- _REQUEST_
Format every line below as a JSON list of strings, one string per line, and leave out any blank lines.

- _ENTRIES SHOWN_
--------
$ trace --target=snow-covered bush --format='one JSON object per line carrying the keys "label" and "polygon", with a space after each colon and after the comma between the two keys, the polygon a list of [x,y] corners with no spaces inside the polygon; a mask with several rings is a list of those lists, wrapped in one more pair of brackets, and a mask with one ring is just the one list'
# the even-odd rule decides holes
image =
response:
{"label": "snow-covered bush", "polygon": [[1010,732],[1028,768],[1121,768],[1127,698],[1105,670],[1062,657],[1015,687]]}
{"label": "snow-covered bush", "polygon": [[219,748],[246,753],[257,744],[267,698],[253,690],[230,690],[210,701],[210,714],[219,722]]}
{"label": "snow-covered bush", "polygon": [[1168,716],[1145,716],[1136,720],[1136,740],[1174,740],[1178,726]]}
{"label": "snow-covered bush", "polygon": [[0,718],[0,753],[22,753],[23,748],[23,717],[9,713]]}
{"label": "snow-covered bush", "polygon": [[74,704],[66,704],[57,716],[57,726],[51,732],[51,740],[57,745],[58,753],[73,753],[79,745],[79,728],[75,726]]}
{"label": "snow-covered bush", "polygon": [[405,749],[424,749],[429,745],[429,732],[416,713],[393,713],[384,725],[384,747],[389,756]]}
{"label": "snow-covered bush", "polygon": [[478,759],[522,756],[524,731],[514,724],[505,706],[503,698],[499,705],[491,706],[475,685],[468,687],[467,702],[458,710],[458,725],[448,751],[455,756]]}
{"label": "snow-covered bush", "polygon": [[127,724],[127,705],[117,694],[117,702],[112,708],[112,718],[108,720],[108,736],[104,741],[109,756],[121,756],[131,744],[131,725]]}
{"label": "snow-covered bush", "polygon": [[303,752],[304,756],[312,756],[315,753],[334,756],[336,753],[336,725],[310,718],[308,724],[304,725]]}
--------
- _RESPONSE TO THE EXERCISE_
[
  "$ trace --target=snow-covered bush --format='one JSON object per line carrying the keys \"label\" and \"polygon\", with a space after each colon and after the comma between the two keys, the polygon a list of [x,y] corners with no spaces inside the polygon; a mask with several rings is a list of those lists, wrapped in one more pair of brackets, and a mask with one ring is just the one list'",
  "# the even-odd rule decides holes",
  "image =",
  "response:",
  "{\"label\": \"snow-covered bush\", \"polygon\": [[1010,732],[1028,768],[1121,768],[1127,698],[1105,670],[1062,657],[1015,687]]}",
  "{\"label\": \"snow-covered bush\", \"polygon\": [[219,748],[246,753],[257,744],[267,698],[253,690],[230,690],[210,701],[210,714],[219,722]]}",
  "{\"label\": \"snow-covered bush\", \"polygon\": [[1168,716],[1145,716],[1136,720],[1136,740],[1174,740],[1178,726]]}",
  "{\"label\": \"snow-covered bush\", \"polygon\": [[0,718],[0,753],[22,753],[23,748],[23,717],[9,713]]}",
  "{\"label\": \"snow-covered bush\", \"polygon\": [[74,704],[66,704],[57,716],[57,726],[51,732],[51,740],[57,745],[58,753],[73,753],[79,745],[79,728],[75,726]]}",
  "{\"label\": \"snow-covered bush\", \"polygon\": [[405,749],[424,749],[429,745],[429,732],[416,713],[393,713],[384,725],[384,747],[389,756]]}",
  "{\"label\": \"snow-covered bush\", \"polygon\": [[478,759],[522,756],[524,731],[514,724],[505,706],[503,698],[499,705],[491,706],[475,685],[468,687],[467,702],[458,710],[458,725],[448,751],[455,756]]}",
  "{\"label\": \"snow-covered bush\", \"polygon\": [[127,724],[127,705],[117,694],[117,702],[112,708],[112,718],[108,720],[108,736],[104,741],[109,756],[121,756],[131,744],[131,725]]}",
  "{\"label\": \"snow-covered bush\", \"polygon\": [[303,752],[304,756],[312,756],[315,753],[334,756],[336,753],[336,725],[310,718],[308,724],[304,725]]}"
]